**Exercise brief:** Print the passage of the Magnolia film review between "Directed By: Paul" and "described as exhilarating.", inclusive, copied word for word.

**Passage to read:**
↓
Directed By: Paul Thomas Anderson
Starring: Tom Cruise, Jason Robards, Julianne Moore
Tag line: "Things fall down. People look up. And when it rains, it pours"
Trivia: Almost every location contains at least one picture or painting of a magnolia flower
In my opinion, Magnolia is director Paul Thomas Anderson’s finest film. Exploring emotional distress like few movies have before, Magnolia weaves a multi-layered tale of torment and betrayal while exhibiting a style that can only be described as exhilarating.
At the heart of Magnolia is a long-running television quiz show titled “What Do Kids Know?”, which pits 3 brainy preteens against 3 equally intelligent adults. The current champions, a team of kids led by super-smart Stanley Spector (Jeremy Blackman), are close to breaking the all-time record for winnings. Former child champion Donnie Smith (William H. Macy), who currently holds the record, is grown up now, and having difficulties dealing with his status as a forgotten child prodigy. The show’s host, Jimmy Gator (Philip Baker Hall), who's toiled behind the microphone for 35 years, has recently discovered he’s dying of cancer. Jimmy’s adult daughter, Claudia (Melora Walters), holds a grudge against her father, refusing to talk to him even after he informs her of his condition. Also on death's door is Earl Partridge (Jason Robards), a cantankerous old television producer whose estranged son, Frank T.J. Mackey (Tom Cruise, in what might be his best performance), works as a self-help guru for men , teaching the ‘secrets’ of how to get any woman they desire into bed. Add to the mix Earl’s volatile wife (Julianne Moore), a kindhearted cop (John C. Reilly) and a well-meaning hospice nurse (Philip Seymour Hoffman), and you have a motion picture bulging at the seams with fascinating characters.
It might all sound like your run-of-the-mill soap opera fare, but where Magnolia distinguishes itself is in the telling. First, Anderson kicks things off with a trio of bizarre, seemingly inexplicable tales (including one of the most unusual suicides ever), completely unrelated to the film's narrative, which are there to establish that strange things do, indeed, happen (something to remember when the final scene plays out). As for the individual story lines that make up the bulk of Magnolia, each one builds upon itself, one gut-wrenching twist after another, until all have reached an almost unbearable emotional plateau. Then, just as everyone seems to hit rock bottom, director Anderson changes gears by throwing in a musical sequence, during which the characters take a turn singing a line from Aimee Mann’s beautiful ballad, Wise Up. This brief interlude is extremely effective at capturing each person's heartache, as if all their shattered feelings, all their sorrows, are contained within the lyrics of that song. No matter how many times I watch Magnolia, this scene never fails to move me.
Magnolia is a marvelous film, and I always look forward to the time I spend watching it. Intelligently written and expertly acted, Magnolia is an angst-ridden tour de force.
↑
**Supplied data:**
↓
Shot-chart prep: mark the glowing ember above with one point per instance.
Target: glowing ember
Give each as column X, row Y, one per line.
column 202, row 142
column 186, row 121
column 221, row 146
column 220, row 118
↑
**Output below:**
Directed By: Paul Thomas Anderson
Starring: Tom Cruise, Jason Robards, Julianne Moore
Tag line: "Things fall down. People look up. And when it rains, it pours"
Trivia: Almost every location contains at least one picture or painting of a magnolia flower
In my opinion, Magnolia is director Paul Thomas Anderson’s finest film. Exploring emotional distress like few movies have before, Magnolia weaves a multi-layered tale of torment and betrayal while exhibiting a style that can only be described as exhilarating.